## SOURCE INFORMATION
·····

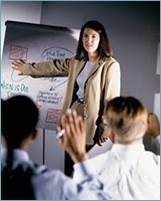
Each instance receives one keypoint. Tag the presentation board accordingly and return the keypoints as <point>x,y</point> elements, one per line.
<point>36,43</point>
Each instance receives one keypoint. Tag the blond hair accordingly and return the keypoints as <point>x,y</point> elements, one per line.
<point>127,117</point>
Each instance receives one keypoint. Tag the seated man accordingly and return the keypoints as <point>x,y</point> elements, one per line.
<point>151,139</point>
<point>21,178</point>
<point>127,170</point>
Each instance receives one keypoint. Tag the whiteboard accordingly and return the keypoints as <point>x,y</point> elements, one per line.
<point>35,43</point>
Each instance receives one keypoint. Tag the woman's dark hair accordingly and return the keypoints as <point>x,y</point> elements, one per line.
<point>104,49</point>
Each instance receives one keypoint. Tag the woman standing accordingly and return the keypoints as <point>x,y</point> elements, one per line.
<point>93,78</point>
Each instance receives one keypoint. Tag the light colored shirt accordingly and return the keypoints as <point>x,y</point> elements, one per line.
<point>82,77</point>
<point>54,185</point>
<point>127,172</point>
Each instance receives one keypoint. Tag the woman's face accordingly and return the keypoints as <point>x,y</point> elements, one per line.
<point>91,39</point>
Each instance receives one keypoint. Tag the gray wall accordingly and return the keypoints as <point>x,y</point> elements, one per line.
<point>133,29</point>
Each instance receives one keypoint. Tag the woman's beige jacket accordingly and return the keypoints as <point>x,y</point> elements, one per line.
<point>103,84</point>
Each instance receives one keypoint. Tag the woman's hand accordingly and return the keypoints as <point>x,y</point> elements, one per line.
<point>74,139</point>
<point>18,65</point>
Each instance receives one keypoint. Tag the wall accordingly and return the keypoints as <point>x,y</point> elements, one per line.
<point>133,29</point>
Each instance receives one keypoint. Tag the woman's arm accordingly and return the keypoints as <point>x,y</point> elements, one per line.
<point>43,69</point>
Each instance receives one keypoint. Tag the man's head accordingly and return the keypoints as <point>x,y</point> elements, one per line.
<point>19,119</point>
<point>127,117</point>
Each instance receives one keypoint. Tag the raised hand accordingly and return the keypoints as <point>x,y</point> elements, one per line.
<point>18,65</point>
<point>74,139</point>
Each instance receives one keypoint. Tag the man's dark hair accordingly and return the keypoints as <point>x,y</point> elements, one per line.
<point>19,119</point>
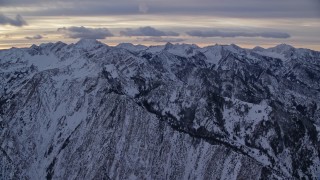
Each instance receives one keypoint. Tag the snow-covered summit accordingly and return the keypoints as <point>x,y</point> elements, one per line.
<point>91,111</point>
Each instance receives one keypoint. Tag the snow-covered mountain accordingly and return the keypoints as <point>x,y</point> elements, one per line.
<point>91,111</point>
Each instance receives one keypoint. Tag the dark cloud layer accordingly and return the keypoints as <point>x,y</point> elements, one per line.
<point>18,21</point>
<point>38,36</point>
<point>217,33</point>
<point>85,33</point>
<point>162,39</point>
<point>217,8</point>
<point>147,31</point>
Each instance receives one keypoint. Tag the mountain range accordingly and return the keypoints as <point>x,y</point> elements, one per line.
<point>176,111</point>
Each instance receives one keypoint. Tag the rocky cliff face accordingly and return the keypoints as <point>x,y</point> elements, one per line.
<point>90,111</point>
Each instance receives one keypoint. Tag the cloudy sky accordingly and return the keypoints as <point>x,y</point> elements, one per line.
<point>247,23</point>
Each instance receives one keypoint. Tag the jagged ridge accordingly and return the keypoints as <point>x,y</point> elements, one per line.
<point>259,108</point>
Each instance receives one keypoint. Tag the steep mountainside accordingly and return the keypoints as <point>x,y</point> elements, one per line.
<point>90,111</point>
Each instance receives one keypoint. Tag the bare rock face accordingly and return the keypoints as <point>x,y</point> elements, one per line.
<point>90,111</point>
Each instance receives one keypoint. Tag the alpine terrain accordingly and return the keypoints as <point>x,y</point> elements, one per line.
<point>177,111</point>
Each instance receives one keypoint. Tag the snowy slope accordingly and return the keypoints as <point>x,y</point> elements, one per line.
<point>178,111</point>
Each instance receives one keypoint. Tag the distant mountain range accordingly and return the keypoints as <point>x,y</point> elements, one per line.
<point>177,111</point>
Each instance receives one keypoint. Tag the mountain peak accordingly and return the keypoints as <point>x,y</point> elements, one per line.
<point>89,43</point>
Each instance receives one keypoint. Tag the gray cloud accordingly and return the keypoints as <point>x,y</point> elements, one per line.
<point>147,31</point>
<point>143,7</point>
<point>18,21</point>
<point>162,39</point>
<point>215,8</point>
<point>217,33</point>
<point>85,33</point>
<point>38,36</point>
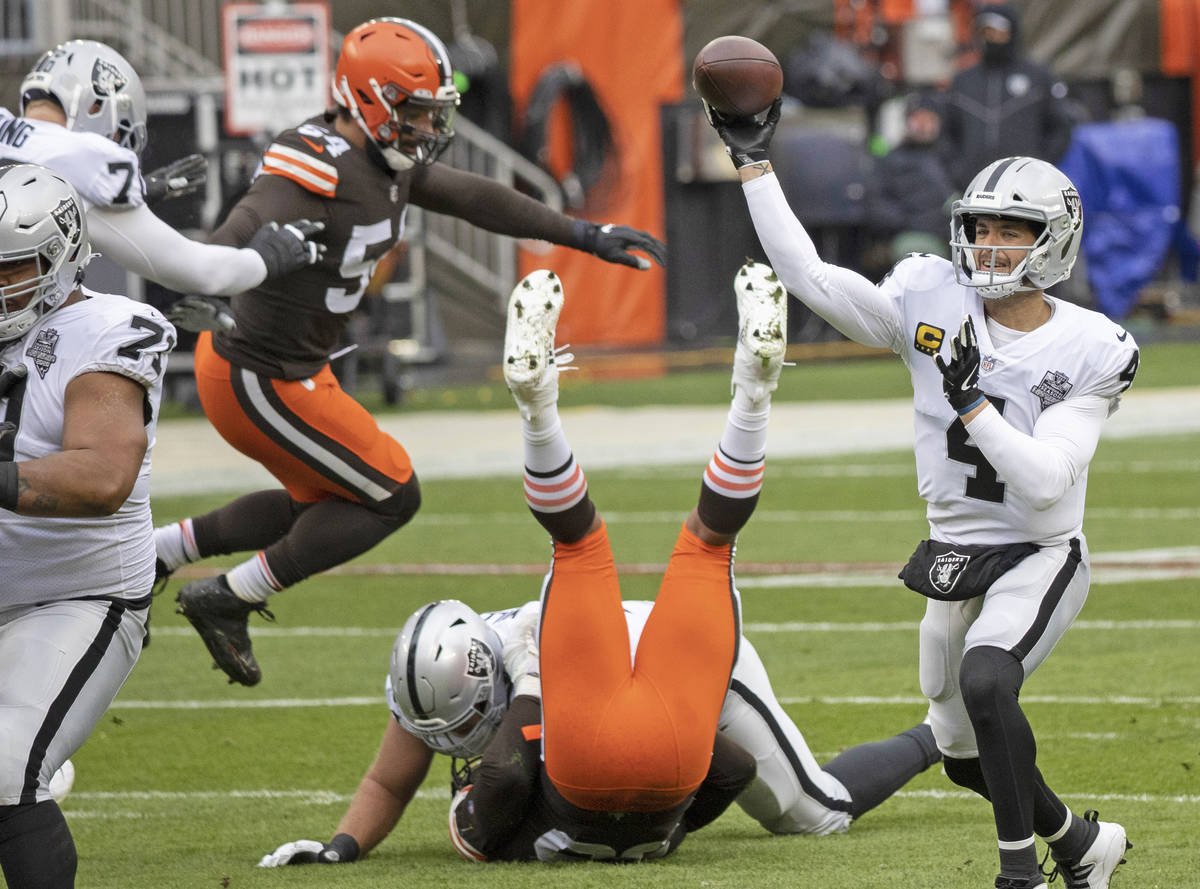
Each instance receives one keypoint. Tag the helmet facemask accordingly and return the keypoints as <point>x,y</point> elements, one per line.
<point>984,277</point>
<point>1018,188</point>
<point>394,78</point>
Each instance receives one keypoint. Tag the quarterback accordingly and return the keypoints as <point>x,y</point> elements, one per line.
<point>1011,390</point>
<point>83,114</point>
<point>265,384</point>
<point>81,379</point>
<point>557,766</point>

·····

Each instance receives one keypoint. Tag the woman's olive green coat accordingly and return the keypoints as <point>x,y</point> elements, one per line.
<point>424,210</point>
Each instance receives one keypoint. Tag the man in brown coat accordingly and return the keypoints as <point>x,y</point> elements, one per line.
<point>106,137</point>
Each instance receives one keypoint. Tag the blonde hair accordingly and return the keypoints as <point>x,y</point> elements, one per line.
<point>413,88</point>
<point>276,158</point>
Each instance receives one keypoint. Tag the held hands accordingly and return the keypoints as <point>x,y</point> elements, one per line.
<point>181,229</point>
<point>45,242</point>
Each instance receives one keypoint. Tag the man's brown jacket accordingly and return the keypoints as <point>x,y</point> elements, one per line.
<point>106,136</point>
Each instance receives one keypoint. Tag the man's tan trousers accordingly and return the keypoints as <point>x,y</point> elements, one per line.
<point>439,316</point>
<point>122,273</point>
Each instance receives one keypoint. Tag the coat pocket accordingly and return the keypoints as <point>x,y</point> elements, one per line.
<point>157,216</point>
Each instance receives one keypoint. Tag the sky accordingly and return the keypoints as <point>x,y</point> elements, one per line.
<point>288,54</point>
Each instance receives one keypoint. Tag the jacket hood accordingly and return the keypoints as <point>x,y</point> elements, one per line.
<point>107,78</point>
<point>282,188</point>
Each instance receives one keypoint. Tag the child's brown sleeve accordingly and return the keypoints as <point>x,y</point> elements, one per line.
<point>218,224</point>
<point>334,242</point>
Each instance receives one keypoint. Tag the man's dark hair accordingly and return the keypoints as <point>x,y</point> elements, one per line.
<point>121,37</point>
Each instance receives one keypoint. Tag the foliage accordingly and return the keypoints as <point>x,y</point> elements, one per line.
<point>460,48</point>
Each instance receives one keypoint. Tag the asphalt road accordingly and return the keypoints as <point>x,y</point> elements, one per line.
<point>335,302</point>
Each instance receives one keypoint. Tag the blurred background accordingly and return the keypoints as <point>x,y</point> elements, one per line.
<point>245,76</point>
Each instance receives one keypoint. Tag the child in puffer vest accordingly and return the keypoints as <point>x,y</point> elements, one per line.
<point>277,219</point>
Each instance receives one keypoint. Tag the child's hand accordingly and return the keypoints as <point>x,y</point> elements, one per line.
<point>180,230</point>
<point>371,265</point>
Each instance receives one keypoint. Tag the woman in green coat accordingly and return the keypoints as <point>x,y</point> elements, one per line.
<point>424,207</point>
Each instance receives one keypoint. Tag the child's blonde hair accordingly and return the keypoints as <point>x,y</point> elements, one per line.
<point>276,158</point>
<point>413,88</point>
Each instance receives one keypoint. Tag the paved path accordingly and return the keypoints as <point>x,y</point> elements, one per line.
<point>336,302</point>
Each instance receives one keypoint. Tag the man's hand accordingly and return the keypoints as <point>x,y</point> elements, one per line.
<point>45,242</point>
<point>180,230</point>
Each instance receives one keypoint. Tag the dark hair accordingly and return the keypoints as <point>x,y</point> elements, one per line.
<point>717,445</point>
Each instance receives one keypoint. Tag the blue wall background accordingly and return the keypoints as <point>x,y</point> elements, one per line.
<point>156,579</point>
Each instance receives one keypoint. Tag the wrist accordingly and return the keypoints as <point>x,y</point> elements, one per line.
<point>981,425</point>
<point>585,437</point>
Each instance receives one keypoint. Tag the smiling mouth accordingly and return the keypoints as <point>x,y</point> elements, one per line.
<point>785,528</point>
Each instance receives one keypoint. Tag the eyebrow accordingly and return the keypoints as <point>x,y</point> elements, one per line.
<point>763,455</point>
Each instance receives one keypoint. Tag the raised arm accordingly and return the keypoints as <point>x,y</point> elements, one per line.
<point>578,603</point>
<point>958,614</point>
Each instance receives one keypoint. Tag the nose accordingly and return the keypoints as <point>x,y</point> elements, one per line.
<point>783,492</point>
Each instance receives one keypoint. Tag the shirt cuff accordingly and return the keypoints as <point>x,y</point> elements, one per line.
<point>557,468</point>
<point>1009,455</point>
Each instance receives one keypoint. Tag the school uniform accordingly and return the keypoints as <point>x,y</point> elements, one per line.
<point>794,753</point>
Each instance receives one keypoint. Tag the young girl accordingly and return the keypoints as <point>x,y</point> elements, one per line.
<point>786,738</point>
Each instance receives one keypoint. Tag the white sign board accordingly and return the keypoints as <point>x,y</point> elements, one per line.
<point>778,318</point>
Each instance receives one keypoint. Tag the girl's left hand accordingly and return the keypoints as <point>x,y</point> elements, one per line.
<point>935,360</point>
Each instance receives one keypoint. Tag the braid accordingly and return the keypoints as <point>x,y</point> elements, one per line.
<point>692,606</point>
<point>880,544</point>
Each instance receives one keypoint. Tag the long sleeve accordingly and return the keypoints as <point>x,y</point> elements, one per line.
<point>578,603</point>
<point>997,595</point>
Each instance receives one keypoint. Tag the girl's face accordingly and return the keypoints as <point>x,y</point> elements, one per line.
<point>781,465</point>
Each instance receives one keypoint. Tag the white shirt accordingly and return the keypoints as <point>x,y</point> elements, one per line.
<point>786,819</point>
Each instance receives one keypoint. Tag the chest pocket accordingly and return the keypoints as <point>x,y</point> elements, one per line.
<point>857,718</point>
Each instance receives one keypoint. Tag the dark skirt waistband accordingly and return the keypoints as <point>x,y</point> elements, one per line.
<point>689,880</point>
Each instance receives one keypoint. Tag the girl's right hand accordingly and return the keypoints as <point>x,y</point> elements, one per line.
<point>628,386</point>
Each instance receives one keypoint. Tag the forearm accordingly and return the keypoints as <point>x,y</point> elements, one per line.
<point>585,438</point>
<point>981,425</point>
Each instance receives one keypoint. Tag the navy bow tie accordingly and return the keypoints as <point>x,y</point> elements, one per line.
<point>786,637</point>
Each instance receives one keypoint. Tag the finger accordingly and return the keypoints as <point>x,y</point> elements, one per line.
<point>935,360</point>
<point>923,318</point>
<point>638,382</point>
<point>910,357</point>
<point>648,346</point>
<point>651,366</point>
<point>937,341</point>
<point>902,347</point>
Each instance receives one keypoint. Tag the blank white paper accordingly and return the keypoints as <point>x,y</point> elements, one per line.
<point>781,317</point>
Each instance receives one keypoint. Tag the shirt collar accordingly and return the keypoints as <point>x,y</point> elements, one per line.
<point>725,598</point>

·····

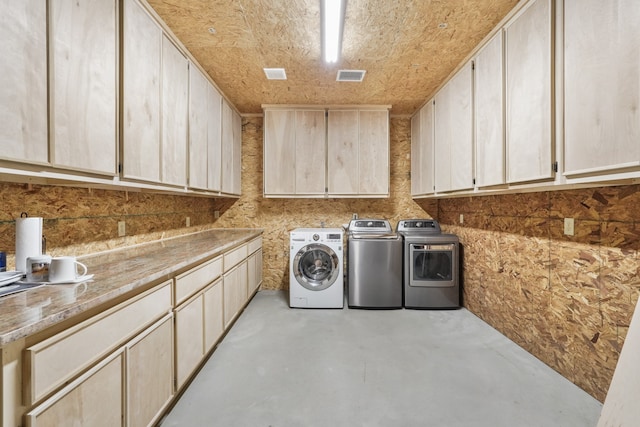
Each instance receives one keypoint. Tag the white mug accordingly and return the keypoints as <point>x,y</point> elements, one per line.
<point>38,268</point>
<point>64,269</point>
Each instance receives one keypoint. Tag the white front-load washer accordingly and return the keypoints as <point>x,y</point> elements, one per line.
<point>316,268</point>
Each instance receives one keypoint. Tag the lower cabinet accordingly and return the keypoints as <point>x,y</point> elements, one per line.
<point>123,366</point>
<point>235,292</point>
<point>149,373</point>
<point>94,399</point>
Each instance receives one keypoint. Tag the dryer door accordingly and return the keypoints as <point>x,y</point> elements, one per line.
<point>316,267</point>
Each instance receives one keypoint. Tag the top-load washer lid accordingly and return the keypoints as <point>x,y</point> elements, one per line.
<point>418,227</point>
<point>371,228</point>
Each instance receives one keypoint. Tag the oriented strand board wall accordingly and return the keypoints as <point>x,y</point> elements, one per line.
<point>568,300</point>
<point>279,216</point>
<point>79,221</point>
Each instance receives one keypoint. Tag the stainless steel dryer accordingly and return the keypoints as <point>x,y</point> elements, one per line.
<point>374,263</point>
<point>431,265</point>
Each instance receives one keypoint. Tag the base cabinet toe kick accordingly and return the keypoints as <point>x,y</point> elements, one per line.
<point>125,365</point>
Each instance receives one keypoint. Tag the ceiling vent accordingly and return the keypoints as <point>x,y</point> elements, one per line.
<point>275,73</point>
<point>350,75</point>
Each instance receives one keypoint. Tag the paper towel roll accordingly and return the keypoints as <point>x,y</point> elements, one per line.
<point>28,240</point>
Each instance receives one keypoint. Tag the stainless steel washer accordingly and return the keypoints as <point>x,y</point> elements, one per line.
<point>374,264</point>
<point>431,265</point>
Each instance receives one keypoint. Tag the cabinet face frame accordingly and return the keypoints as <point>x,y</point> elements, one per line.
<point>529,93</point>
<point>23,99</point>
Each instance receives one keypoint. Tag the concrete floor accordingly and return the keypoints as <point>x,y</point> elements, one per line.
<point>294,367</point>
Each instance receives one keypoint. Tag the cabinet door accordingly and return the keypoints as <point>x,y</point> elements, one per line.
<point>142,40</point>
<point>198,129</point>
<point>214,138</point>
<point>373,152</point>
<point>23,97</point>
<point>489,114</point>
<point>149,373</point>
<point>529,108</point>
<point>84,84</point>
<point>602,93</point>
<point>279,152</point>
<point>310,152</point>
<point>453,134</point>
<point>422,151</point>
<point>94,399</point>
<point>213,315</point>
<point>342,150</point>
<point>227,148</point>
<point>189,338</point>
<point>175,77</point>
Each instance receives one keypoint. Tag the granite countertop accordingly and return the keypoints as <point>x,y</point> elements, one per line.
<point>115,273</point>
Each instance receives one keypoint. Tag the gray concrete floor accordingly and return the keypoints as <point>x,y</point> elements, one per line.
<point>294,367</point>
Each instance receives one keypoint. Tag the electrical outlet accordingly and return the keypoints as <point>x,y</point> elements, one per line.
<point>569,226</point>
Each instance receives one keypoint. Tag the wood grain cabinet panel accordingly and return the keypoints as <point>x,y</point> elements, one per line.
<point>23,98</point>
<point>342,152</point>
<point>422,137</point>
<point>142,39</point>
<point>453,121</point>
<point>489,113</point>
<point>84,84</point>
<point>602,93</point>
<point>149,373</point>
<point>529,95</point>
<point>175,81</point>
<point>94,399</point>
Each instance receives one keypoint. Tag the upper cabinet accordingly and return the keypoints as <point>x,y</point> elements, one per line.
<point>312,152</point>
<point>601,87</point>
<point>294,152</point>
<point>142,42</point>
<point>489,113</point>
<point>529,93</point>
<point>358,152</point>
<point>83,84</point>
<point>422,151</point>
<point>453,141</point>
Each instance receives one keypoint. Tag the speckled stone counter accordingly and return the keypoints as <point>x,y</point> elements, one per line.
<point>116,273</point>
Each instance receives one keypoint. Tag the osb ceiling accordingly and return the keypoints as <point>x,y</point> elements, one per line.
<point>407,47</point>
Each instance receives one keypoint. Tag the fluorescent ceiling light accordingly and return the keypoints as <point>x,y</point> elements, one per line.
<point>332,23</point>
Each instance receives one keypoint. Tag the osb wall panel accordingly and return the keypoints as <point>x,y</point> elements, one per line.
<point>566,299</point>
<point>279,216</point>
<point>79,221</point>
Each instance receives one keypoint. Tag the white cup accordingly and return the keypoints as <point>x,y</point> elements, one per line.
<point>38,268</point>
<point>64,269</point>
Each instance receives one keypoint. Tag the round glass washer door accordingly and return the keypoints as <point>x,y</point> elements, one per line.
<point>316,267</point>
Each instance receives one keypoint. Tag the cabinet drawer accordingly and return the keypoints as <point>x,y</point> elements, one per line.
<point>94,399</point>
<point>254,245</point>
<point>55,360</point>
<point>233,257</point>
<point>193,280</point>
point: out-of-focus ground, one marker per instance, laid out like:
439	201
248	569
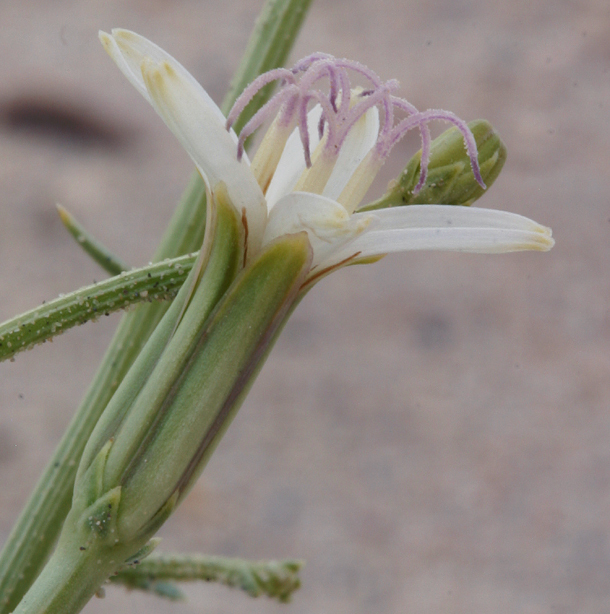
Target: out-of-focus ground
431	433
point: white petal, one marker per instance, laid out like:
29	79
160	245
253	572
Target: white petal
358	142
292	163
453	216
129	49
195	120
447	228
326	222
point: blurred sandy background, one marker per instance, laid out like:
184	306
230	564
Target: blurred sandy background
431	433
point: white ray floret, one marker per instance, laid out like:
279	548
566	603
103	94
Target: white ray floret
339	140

·····

## TASK DIRECTIONS
Across the material, count every line that holds "marker" and state only how many there are.

## OUTPUT OF THE EXERCISE
4